[Trecho do texto]

Assim, após menos de uma hora de iniciadas, as sessões contam com poucos gatos-pingados presentes, embora o painel eletrônico diga o contrário.
PRÁTICA
A prática não é exclusividade da Assembleia, e pode ser vista em todo parlamento, desde a esfera municipal até a federal. E muitas vezes ocorre de forma intencional e coordenada, para obstruir determinadas votações.
Em caso de projetos polêmicos, um determinado grupo político pode esvaziar a sessão, para que não haja o quórum mínimo obrigatório para votar aquele texto.
Para aprovar projetos que tenham votação nominal, ou seja, a que há o registro de cada voto como em casos de Lei Complementar , é necessária a concordância da maioria simples, ou seja, de metade mais um, portanto 16 deputados. Já a proposta de emenda à Constituição (PEC) exige três quintos do total, que são 18.
Contudo, segundo os próprios deputados, as sessões deste ano não foram derrubadas por obstruções a projetos da pauta, e sim porque os parlamentares foram se dedicar a outras atividades.
Os pedidos de recontagem de quórum já ocasionaram, muitas vezes, divergências entre os deputados estaduais.
Sergio Majeski (PSB) foi quem mais fez este tipo de requerimento, responsável pela metade do total. Na sessão do dia 9 de maio, por exemplo, foi questionado por Freitas (PSB).
"São 10h34 e a sessão precisava ser até as 12 horas para cumprir a hora regimental dela; não entramos na ordem do dia ontem, não entramos na ordem do dia hoje. Penso que se viemos aqui, pelo menos temos que ficar até a hora que puder para falar", disse.
E Majeski rebateu: "O regimento é muito claro: se não tiverem 10 pessoas aqui, a sessão não pode se manter. E no painel constavam 24 deputados presentes. A sessão não podia continuar com 24, porque os projetos iam ser votados de acordo com o painel. Eu não tenho interesse nenhum de derrubar a sessão".
Majeski explicou por que pediu tantas recontagens. "A maior parte das votações é de leis ordinárias, por aprovação simbólica, e não nominal. Então, aprova-se de acordo com o que está no painel, o que é uma mentira. É claro que o trabalho de um deputado não é só na sessão. Mas é nossa obrigação estar lá. Não tem que marcar compromissos paralelos neste horário", defende.
O deputado Enivaldo dos Anjos (PSD), 2º secretário da Mesa Diretora e que costuma presidir sessões, é contra a derrubada dos trabalhos por este motivo. Ele chegou a apresentar um projeto para alterar o quórum mínimo de 10 para três deputados.
"A Assembleia deveria ter três horas obrigatórias de sessão. Não precisaria derrubar a sessão, é só não apreciar matérias. Há exagero. Tem gente que está na antessala do plenário, e é considerada ausente", disse.
Por meio de nota, o presidente da Casa, Erick Musso (PRB) disse que, desde a primeira sessão do ano, "sensibilizou os deputados sobre a importância de comparecerem às sessões ordinárias, principalmente por ser tratar de ano eleitoral". No entanto, frisou que a responsabilidade da presença é de cada parlamentar.

[Conjunto de tarefas]
a) De acordo com o texto sobre as sessões da Assembleia, quantos deputados são exigidos para aprovar uma proposta de emenda à Constituição?
b) Por favor, escreva a continuação do texto sobre as sessões da Assembleia a partir da última frase apresentada.
Os registros vêm de outra fonte.

(Registros de apontamento e rotulagem)

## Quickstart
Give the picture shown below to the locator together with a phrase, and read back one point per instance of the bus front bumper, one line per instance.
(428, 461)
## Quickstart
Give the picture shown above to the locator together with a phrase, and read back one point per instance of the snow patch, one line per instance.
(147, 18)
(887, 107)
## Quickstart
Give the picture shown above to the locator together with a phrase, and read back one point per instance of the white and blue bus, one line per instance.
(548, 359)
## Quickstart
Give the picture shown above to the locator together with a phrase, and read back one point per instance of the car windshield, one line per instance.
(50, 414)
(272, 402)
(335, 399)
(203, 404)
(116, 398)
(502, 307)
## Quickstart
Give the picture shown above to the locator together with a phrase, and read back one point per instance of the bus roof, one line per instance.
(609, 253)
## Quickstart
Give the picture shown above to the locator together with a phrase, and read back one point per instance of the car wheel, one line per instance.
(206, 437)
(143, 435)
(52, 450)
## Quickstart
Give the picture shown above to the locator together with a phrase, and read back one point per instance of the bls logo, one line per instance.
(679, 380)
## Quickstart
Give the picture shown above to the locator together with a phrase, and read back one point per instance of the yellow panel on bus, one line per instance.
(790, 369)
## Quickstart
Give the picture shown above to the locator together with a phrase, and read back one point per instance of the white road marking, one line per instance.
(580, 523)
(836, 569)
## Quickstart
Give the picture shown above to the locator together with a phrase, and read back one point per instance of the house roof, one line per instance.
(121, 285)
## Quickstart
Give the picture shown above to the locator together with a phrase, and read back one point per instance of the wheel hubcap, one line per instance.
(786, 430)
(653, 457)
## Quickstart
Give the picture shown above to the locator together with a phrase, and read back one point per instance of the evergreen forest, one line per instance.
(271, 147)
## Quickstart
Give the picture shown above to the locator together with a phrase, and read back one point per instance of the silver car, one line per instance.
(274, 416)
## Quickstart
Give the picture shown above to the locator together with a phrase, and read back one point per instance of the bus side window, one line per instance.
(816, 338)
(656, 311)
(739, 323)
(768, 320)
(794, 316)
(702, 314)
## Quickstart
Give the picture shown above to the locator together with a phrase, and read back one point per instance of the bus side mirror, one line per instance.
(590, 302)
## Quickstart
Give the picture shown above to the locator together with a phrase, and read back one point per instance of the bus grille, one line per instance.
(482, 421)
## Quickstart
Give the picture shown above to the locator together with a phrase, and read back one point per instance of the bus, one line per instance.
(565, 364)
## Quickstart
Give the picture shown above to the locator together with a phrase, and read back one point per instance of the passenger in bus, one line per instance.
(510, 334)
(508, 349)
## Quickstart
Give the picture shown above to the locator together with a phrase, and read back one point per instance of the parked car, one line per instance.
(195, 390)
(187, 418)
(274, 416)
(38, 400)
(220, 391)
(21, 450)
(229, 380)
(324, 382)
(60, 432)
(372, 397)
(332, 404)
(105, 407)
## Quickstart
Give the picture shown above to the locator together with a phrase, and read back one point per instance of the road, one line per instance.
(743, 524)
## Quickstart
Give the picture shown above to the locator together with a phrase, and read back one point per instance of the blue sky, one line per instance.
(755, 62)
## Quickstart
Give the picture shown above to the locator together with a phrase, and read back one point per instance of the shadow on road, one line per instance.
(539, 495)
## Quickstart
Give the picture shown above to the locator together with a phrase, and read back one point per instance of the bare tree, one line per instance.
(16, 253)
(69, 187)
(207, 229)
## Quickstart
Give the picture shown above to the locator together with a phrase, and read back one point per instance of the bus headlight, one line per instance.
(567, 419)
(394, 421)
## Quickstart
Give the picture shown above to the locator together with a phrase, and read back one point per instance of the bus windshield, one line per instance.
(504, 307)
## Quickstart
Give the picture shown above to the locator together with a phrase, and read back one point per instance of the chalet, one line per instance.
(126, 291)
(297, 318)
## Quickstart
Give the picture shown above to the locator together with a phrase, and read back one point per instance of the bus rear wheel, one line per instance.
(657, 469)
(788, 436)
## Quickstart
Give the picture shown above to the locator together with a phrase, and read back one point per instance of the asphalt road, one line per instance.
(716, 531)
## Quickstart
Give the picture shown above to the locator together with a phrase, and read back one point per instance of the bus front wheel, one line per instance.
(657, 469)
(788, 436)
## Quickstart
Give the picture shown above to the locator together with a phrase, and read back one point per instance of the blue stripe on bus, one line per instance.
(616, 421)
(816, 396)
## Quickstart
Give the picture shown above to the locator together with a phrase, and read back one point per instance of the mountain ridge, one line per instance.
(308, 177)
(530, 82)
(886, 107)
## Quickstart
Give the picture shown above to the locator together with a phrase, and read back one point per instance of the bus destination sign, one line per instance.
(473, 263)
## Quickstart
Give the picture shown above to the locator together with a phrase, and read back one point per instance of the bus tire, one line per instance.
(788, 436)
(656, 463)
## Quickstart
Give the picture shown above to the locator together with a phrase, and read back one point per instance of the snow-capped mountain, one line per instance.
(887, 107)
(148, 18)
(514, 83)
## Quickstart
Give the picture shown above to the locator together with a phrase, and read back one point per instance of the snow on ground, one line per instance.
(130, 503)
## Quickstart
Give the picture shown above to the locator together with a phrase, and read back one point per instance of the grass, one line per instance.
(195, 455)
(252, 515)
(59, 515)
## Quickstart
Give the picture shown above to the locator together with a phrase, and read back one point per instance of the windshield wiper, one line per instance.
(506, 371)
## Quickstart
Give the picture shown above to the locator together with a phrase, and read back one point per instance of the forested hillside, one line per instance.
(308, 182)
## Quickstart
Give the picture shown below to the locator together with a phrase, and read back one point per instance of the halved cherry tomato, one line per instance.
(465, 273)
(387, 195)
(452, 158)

[Resultados do exercício]
a) São exigidos 18 deputados, o equivalente a três quintos do total.

b)
Para analistas, debate fica em segundo plano
A ausência dos parlamentares durante as sessões plenárias podem demonstrar como hoje, contraditoriamente, o Poder Legislativo, considerado o mais político entre os três, tem falhado em exercitar justamente a política, na visão de especialistas.
Encumbidos de representar os interesses do povo e o jogo de forças que há na política, os números mostram que as sessões têm sido usadas mais para pronunciamentos individuais, deixando os debates em segundo plano.
"Se há um número tão grande de sessões caindo antes mesmo da época de campanha eleitoral, aparenta que não há nada de ruim acontecendo no Estado, ou que a nossa representação não tem contato com a sociedade, não discute possibilidades de políticas públicas", comenta o historiador e membro da Transparência Capixaba, Rafael Cláudio Simões.
Ele ressalta que mais do que considerar a presença em plenário, é importante verificar o que foi produzido de relevante nas sessões que duraram até o fim.
E neste período de fevereiro a junho, de acordo com dados do portal da Assembleia Legislativa, foram aprovadas 63 Leis Ordinárias, sendo 24 delas de autoria do governo do Estado. Houve ainda duas Leis Complementares e 77 Decretos Legislativos, todos eles para a concessão de Títulos de Cidadão Espírito-Santense a personalidades.
"Um ponto que contribui para isso é que o Legislativo estadual pode produzir poucas leis, efetivamente, pois a maioria dos temas é de competência da União. Mas mesmo assim, os debates não são feitos. E não é por falta de estrutura, pois eles têm assessores, recursos financeiros, tecnológicos", destaca Simões.
ELEIÇÃO
Nas eleições de 2016, 18 das 21 sessões da Assembleia foram derrubadas na época da campanha eleitoral para prefeitos, em que 12 dos 30 deputados eram candidatos. Isso significou 81% das sessões derrubadas, e um acúmulo de 44 itens na pauta.
O doutor em Ciências Sociais Vitor de Ângelo aponta que na campanha que se aproxima, o resultado pode ser ainda pior, considerando que praticamente todos serão candidatos, e que haverá uma campanha mais curta.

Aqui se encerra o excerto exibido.